* _READING TEXT_

CHICAGO — A popular Chicago adult entertainment venue is suing the Small Business Administration (SBA) over the “prurient clause” in its loan application for pandemic relief.
The Admiral Theatre is a legendary venue currently operating as a strip club, whose facade bears the Larry Flynt quote, “The greatest right a nation can afford its people is the right to be left alone.”
The Admiral is suing the SBA and Secretary of the Treasury Steve Mnuchin alleging that its First Amendment rights are being violated because their loan application has been stalled.
The theater’s lawyers claim that the application for a PPP loan to help with their payroll is not being approved because of a clause preventing “prurient” businesses from receiving federal funds.
The “prurient” clause on the loan application form, as XBIZ has been reporting, replicates mid-1990s language designed to discriminate against sexually oriented businesses.
The form compels applicants to declare that they do not “present live performances of a prurient sexual nature or derive directly or indirectly more than de minimis gross revenue through the sale of products or services, or the presentation of any depictions or displays, of a prurient sexual nature.”
The word “prurient” is an imprecise, obscure word that means “appealing to unhealthy sexual interests” and was used by the U.S. Supreme Court in a landmark 1973 ruling. Several members of the adult entertainment community and First Amendment lawyers have pointed out that people who do not consider their sexual expression “unhealthy” are exempt from application of the “prurient” clause.”

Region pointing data

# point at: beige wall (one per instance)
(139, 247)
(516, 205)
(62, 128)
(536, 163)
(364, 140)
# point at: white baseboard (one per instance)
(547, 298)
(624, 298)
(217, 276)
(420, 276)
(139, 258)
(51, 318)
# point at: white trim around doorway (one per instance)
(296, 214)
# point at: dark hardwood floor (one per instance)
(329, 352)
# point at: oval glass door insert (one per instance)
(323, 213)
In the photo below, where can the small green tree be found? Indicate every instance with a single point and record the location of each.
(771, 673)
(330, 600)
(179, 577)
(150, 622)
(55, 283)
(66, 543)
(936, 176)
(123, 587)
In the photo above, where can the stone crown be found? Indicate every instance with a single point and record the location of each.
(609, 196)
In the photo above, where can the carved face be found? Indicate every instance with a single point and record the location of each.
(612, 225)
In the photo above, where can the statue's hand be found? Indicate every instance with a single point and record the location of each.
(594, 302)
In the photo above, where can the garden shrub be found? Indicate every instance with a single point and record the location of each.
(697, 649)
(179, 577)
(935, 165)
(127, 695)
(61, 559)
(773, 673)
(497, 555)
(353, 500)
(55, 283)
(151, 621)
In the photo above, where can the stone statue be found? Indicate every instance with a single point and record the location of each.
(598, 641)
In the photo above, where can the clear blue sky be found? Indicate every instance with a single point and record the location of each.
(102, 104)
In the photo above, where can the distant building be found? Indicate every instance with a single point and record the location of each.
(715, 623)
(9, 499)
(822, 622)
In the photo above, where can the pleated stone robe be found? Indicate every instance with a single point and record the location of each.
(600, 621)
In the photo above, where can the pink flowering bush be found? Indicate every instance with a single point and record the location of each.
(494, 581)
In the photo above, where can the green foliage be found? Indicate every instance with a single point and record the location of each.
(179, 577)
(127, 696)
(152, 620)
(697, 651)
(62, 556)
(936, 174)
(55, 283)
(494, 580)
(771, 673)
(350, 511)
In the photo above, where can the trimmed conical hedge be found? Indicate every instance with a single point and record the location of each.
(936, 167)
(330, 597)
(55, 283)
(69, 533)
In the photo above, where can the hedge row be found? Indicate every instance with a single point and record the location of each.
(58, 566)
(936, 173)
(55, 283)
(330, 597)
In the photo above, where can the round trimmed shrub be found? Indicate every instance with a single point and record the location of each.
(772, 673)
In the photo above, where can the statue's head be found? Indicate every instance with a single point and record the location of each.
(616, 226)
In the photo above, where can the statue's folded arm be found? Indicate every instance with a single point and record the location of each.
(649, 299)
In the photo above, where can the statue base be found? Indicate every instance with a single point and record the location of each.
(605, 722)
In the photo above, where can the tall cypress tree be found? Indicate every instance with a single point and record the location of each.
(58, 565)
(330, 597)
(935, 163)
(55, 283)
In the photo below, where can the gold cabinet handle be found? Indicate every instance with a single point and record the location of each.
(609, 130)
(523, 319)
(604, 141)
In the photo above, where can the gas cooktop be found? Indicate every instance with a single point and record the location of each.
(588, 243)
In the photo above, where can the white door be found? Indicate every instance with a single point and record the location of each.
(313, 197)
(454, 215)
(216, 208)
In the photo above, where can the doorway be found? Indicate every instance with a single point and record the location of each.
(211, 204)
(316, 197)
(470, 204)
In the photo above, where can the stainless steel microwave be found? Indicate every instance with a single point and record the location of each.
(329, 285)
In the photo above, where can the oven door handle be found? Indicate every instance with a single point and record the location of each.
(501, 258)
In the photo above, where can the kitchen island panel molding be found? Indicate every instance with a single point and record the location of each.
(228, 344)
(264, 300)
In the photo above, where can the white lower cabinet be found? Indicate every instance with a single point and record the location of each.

* _ACTIVITY LIST_
- A) Please echo the passage of the Admiral Theatre article that opens with the words containing "The Admiral is" and closes with "sexually oriented businesses.".
- B) Decide whether each statement agrees with the Admiral Theatre article, answering yes or no and quoting the deciding words: (i) The Admiral is suing both the SBA and Steve Mnuchin. (ii) The U.S. Supreme Court used the word "prurient" in a 1985 ruling. (iii) The PPP loan the theater applied for was meant to help with payroll.
- C) According to the Admiral Theatre article, what quote appears on the venue's facade?

* _ANSWERS FOR THE EXERCISE_
- A)
The Admiral is suing the SBA and Secretary of the Treasury Steve Mnuchin alleging that its First Amendment rights are being violated because their loan application has been stalled.
The theater’s lawyers claim that the application for a PPP loan to help with their payroll is not being approved because of a clause preventing “prurient” businesses from receiving federal funds.
The “prurient” clause on the loan application form, as XBIZ has been reporting, replicates mid-1990s language designed to discriminate against sexually oriented businesses.

- B)
(i) Yes: "The Admiral is suing the SBA and Secretary of the Treasury Steve Mnuchin"
(ii) No: "was used by the U.S. Supreme Court in a landmark 1973 ruling"
(iii) Yes: "the application for a PPP loan to help with their payroll"

- C) The Larry Flynt quote "The greatest right a nation can afford its people is the right to be left alone."